*Material:*
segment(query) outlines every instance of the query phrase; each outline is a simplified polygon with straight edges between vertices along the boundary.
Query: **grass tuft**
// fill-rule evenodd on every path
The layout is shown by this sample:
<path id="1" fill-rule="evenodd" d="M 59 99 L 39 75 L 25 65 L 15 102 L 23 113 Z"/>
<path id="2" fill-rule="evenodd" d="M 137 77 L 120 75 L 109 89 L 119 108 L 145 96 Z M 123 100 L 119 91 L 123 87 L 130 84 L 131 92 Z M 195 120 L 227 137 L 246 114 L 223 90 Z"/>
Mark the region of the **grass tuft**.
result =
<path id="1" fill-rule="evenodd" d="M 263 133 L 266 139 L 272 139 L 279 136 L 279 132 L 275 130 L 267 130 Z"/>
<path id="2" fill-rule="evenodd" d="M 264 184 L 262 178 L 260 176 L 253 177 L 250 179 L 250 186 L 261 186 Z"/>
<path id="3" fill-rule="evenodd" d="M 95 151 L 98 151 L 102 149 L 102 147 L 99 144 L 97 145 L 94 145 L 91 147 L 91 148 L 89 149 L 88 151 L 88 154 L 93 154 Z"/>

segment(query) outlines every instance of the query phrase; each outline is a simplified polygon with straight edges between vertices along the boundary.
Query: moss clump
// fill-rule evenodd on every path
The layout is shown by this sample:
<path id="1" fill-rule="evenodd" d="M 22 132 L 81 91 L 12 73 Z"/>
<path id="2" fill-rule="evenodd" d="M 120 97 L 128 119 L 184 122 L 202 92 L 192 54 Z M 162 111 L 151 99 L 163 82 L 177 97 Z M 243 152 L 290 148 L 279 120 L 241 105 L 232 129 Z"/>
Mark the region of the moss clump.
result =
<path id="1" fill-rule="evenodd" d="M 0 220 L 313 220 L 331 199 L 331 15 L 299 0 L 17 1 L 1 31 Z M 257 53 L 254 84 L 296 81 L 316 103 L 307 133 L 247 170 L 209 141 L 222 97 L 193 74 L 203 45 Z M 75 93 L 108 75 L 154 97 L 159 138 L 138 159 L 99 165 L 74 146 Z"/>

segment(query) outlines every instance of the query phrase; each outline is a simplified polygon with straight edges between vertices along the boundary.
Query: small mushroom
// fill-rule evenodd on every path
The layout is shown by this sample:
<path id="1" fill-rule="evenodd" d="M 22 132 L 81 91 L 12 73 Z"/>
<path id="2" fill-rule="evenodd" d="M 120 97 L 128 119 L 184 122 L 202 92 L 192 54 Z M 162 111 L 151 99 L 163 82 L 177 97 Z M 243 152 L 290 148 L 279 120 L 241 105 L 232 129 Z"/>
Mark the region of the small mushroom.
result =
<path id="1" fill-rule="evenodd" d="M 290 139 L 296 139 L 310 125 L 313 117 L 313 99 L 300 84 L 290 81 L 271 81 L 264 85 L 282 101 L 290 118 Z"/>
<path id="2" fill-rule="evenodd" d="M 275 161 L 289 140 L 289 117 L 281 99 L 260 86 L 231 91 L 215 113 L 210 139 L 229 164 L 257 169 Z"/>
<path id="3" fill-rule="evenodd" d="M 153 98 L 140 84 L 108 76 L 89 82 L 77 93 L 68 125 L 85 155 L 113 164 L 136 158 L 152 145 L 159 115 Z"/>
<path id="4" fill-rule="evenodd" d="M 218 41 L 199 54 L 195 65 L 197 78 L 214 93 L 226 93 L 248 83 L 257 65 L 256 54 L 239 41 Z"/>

*Task requirements:*
Put the lines of this listing into a JSON list of strings, one string for each line and no blank lines.

*Result of this exercise:*
[
  "segment(query) outlines every instance of the query phrase; each outline is a simplified polygon with straight edges between vertices along the boundary.",
  "Query: **grass tuft**",
  "// fill-rule evenodd on every path",
  "The layout is shown by this sample:",
  "<path id=\"1\" fill-rule=\"evenodd\" d=\"M 59 99 L 39 75 L 25 65 L 15 102 L 23 113 Z\"/>",
  "<path id=\"2\" fill-rule=\"evenodd\" d=\"M 137 77 L 120 75 L 109 89 L 119 108 L 145 96 Z M 123 100 L 119 91 L 123 87 L 130 84 L 131 92 Z M 195 120 L 227 137 L 246 114 L 223 90 Z\"/>",
  "Mark the region of the **grass tuft**.",
  "result =",
  "<path id=\"1\" fill-rule=\"evenodd\" d=\"M 263 133 L 266 139 L 272 139 L 279 136 L 279 132 L 275 130 L 267 130 Z\"/>",
  "<path id=\"2\" fill-rule=\"evenodd\" d=\"M 264 184 L 262 178 L 260 176 L 253 177 L 250 179 L 250 186 L 261 186 Z\"/>",
  "<path id=\"3\" fill-rule=\"evenodd\" d=\"M 95 151 L 98 151 L 102 149 L 102 147 L 99 144 L 97 145 L 94 145 L 91 147 L 91 148 L 89 149 L 88 151 L 88 154 L 93 154 Z\"/>",
  "segment(query) outlines every instance of the query phrase; each outline is a simplified polygon with straight edges between vertices along the boundary.",
  "Query: moss clump",
  "// fill-rule evenodd on every path",
  "The layout is shown by this sample:",
  "<path id=\"1\" fill-rule=\"evenodd\" d=\"M 22 132 L 81 91 L 12 73 Z\"/>",
  "<path id=\"2\" fill-rule=\"evenodd\" d=\"M 120 97 L 128 119 L 184 122 L 202 92 L 192 54 Z M 162 111 L 151 99 L 163 82 L 177 97 Z M 243 152 L 290 148 L 279 120 L 241 105 L 232 129 Z\"/>",
  "Mark the region of the moss clump.",
  "result =",
  "<path id=\"1\" fill-rule=\"evenodd\" d=\"M 0 220 L 313 220 L 331 199 L 331 15 L 299 0 L 17 1 L 1 31 Z M 257 53 L 254 84 L 296 81 L 316 103 L 307 133 L 247 170 L 209 141 L 222 97 L 193 74 L 203 45 Z M 75 93 L 108 75 L 154 97 L 159 138 L 138 159 L 99 165 L 74 146 Z\"/>",
  "segment(query) outlines every instance of the query phrase; each outline is a simplified polygon with straight edges between vertices along the boundary.",
  "Query: small mushroom",
  "// fill-rule evenodd on every path",
  "The layout is shown by this sample:",
  "<path id=\"1\" fill-rule=\"evenodd\" d=\"M 22 132 L 81 91 L 12 73 Z\"/>",
  "<path id=\"2\" fill-rule=\"evenodd\" d=\"M 120 97 L 128 119 L 184 122 L 202 92 L 192 54 Z M 162 111 L 151 99 L 163 82 L 177 97 Z M 243 152 L 290 148 L 279 120 L 241 105 L 232 129 Z\"/>",
  "Mark the region of the small mushroom.",
  "result =",
  "<path id=\"1\" fill-rule=\"evenodd\" d=\"M 290 139 L 296 139 L 310 125 L 313 117 L 313 99 L 300 84 L 290 81 L 271 81 L 264 85 L 282 101 L 290 118 Z\"/>",
  "<path id=\"2\" fill-rule=\"evenodd\" d=\"M 275 161 L 289 140 L 289 117 L 281 99 L 260 86 L 231 91 L 215 113 L 210 139 L 229 164 L 257 169 Z\"/>",
  "<path id=\"3\" fill-rule=\"evenodd\" d=\"M 153 98 L 140 84 L 108 76 L 89 82 L 77 93 L 68 125 L 85 155 L 113 164 L 136 158 L 152 145 L 159 115 Z\"/>",
  "<path id=\"4\" fill-rule=\"evenodd\" d=\"M 218 41 L 199 54 L 195 65 L 197 78 L 214 93 L 226 93 L 248 83 L 257 65 L 256 54 L 239 41 Z\"/>"
]